Exercise goal: The data is to be repeated exactly, with the images removed.

Material provided:
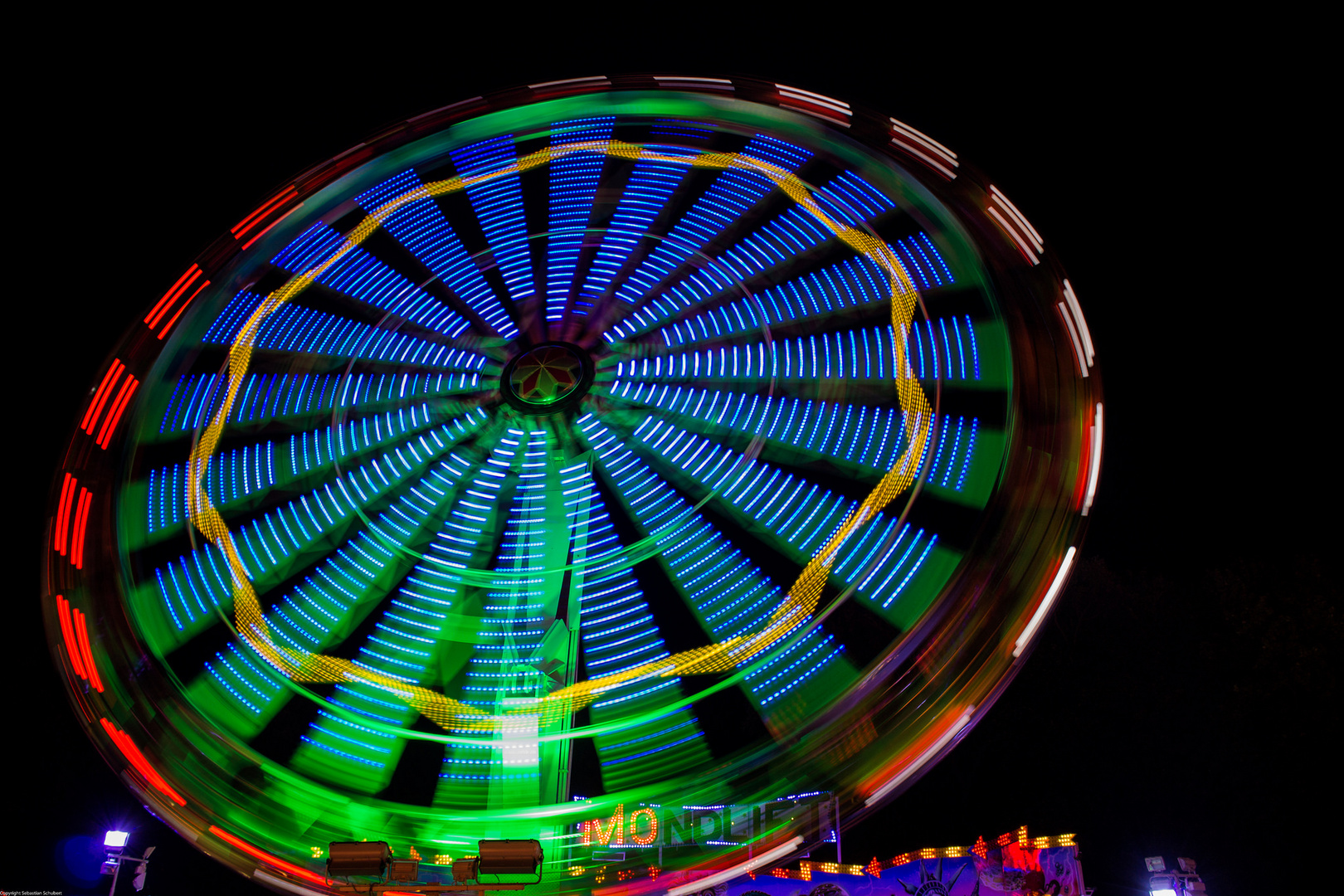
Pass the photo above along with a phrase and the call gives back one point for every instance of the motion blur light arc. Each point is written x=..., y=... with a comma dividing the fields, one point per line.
x=550, y=442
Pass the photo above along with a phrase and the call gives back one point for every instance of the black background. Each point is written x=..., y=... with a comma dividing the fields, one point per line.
x=1179, y=700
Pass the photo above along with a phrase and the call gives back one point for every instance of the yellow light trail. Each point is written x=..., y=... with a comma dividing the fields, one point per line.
x=801, y=599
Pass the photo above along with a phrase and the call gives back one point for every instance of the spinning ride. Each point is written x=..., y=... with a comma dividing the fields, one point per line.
x=608, y=444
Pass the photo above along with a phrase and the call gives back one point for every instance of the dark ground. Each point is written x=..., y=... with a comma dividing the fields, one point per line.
x=1181, y=698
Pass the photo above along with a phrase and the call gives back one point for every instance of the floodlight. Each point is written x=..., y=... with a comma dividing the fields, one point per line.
x=368, y=859
x=1163, y=885
x=509, y=856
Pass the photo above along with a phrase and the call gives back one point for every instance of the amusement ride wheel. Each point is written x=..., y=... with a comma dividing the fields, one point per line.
x=569, y=455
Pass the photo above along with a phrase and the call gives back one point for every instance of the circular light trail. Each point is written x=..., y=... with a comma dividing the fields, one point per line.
x=667, y=444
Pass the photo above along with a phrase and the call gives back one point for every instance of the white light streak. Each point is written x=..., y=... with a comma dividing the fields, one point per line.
x=1073, y=334
x=918, y=136
x=1016, y=236
x=752, y=864
x=709, y=80
x=1094, y=466
x=1045, y=605
x=1012, y=210
x=1082, y=325
x=949, y=173
x=593, y=80
x=923, y=759
x=821, y=100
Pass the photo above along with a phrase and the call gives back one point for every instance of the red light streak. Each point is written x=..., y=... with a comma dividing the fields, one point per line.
x=1082, y=464
x=132, y=752
x=81, y=626
x=247, y=245
x=253, y=219
x=171, y=296
x=100, y=398
x=67, y=631
x=266, y=857
x=81, y=522
x=67, y=490
x=168, y=325
x=114, y=414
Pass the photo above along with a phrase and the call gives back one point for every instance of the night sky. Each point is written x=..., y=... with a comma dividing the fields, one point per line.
x=1177, y=702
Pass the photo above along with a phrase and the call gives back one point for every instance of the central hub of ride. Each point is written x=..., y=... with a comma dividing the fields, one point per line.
x=548, y=377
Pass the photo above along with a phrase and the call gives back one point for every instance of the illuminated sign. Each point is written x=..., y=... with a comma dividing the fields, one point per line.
x=704, y=825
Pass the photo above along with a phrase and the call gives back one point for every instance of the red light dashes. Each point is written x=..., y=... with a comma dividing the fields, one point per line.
x=138, y=759
x=268, y=210
x=119, y=403
x=74, y=629
x=67, y=492
x=62, y=543
x=266, y=857
x=67, y=631
x=171, y=297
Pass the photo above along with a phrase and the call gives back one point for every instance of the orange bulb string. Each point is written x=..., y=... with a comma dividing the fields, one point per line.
x=802, y=597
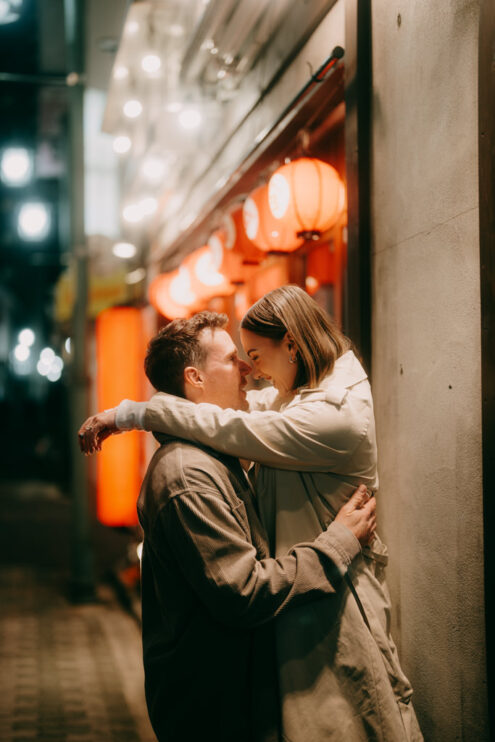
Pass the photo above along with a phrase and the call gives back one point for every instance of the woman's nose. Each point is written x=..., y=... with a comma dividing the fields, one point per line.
x=244, y=368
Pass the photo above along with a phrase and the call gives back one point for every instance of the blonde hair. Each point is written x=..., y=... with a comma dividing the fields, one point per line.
x=318, y=340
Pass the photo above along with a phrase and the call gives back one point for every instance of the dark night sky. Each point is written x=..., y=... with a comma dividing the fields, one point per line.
x=33, y=115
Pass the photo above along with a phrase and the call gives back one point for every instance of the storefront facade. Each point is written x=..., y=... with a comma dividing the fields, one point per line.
x=396, y=114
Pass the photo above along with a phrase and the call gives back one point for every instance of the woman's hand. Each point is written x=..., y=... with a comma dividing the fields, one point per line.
x=95, y=429
x=358, y=515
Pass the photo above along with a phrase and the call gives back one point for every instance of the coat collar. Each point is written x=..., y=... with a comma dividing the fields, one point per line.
x=347, y=372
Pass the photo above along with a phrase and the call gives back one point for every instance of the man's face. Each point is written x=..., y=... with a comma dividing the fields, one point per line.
x=223, y=372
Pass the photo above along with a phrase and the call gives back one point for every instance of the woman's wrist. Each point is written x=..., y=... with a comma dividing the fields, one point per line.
x=129, y=415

Problem solution:
Pass the photo above along with a phrase and the call gives back one point for every instance of the motion blur light arc. Each point is written x=..., y=... with a comma dividing the fields, one point per line.
x=550, y=442
Pass the photo above along with a phrase and the call gives back one point for every instance of the black background. Each point is written x=..., y=... with a comma dividing the fields, one point per line.
x=1179, y=700
Pass the photo above along with a phrase and the call gives back one point for every instance of the yellow light trail. Each point is written x=..., y=... with a comma dividing the fields, one point per line.
x=801, y=599
Pass the photo above along with a phrase and the call gives back one point for every instance of the spinning ride. Each point is written x=..., y=... with a comma dividing the fields, one point per line.
x=608, y=444
Pass the photo above along with a phrase and the call gives back one point for every instance of the dark ground. Each point is written x=..., y=... with a comma dividing the fields, one point per line.
x=1181, y=698
Pass the photo above along with a phrase and the call gives back one point for every instance of the floodlight. Each point is written x=..., y=... with a comma dividing the fields, one point per line.
x=368, y=859
x=1163, y=885
x=509, y=856
Pass the photo above along with a phrase and the call gives back one point for every instance of the amusement ride wheel. Each point is written x=..., y=... with a comma dividing the fields, one point per line.
x=569, y=455
Pass the photo above along with a phrase and the call gives back one point for every instance of the circular light trail. Each point is written x=..., y=... with a comma dividing the fields, one point per line.
x=667, y=444
Pass the photo above along with a phrase and the call gives back one point for every instance of the white light streak. Each point is written x=..., y=... with a comma dividing the fields, one point per line.
x=1073, y=334
x=918, y=136
x=1016, y=236
x=752, y=864
x=709, y=80
x=1094, y=466
x=1045, y=605
x=1012, y=210
x=1082, y=325
x=949, y=173
x=593, y=80
x=923, y=759
x=821, y=100
Pass the photo above along with a phrase and the call gives back one point for every instance of the red light streak. Each point is written x=..., y=... with a comma dividing the fields, one point per line.
x=1082, y=464
x=132, y=752
x=81, y=626
x=247, y=245
x=253, y=219
x=171, y=296
x=100, y=398
x=67, y=631
x=266, y=857
x=81, y=522
x=67, y=490
x=168, y=325
x=114, y=414
Pass the photo above along with a phrase and the call gives back one point for every instance of the night sky. Each point is written x=..., y=... with a comma dividing the fields, one point per line.
x=1177, y=702
Pass the photo above along with a phrase and the call gives back one point for every instance of the central hub of ride. Each point is written x=..., y=... with a comma dividing the fields, one point per line.
x=548, y=377
Pass the photo above along with a phrase and the call gives back one point for every instance of the illuminated sign. Each point is written x=..., y=... with a comma dividing the fields, one point per line.
x=704, y=825
Pass the photo above along with a phrase and the call gives back one point for every instance of the red light dashes. Each point is written x=..., y=... with a comma dividing the fields, one point per line.
x=138, y=759
x=268, y=210
x=119, y=403
x=74, y=629
x=67, y=492
x=62, y=543
x=266, y=857
x=67, y=631
x=171, y=297
Pass the photo above along with a phrase and the call gives back one point for every instance of the orange bulb string. Each point is written x=..., y=... with a comma dividing the fields, one point per line.
x=802, y=597
Pass the photo above along with a phrase and the call gives back one point for every instance of the woman's nose. Each point is written x=..., y=... with a comma dividing the fields, one point per line.
x=244, y=368
Pass the photo above along with a phrase and the call gives back one point for every instance of the blonde hair. Each point is written x=..., y=... with a comma dividing the fields, one point per line.
x=318, y=340
Pass the photo above along with a phrase and the call gives back one point for every instance of the dark night sky. Each point is written x=..., y=... with a comma dividing the fields, one point per line.
x=33, y=115
Pass the photo above along with a phrase and the call gives back one point for every instance of the storefront facade. Each point is written x=..., y=... with a comma dividing the fields, one point per line.
x=396, y=114
Pass the photo above along with a phrase and the call gives back one point for every instance of the woman's hand. Each point is written x=..., y=... with a comma dividing the fields, one point per line.
x=95, y=429
x=358, y=515
Pass the photo above along with a phrase and the call gives back one point for every instance of the coat collar. Each point is written x=..., y=... with a comma dividing the fields, one point per line.
x=347, y=372
Pass the photo above along with a phrase and the call gives back one point for every instance of the man's face. Each point is written x=..., y=... with a comma dividing the fields, one point per line.
x=223, y=372
Pass the photo above along with a phrase and the call gives back one point for every instance of the woman's wrist. Each point is written x=..., y=... with a comma dividing the fields, one point per line.
x=129, y=415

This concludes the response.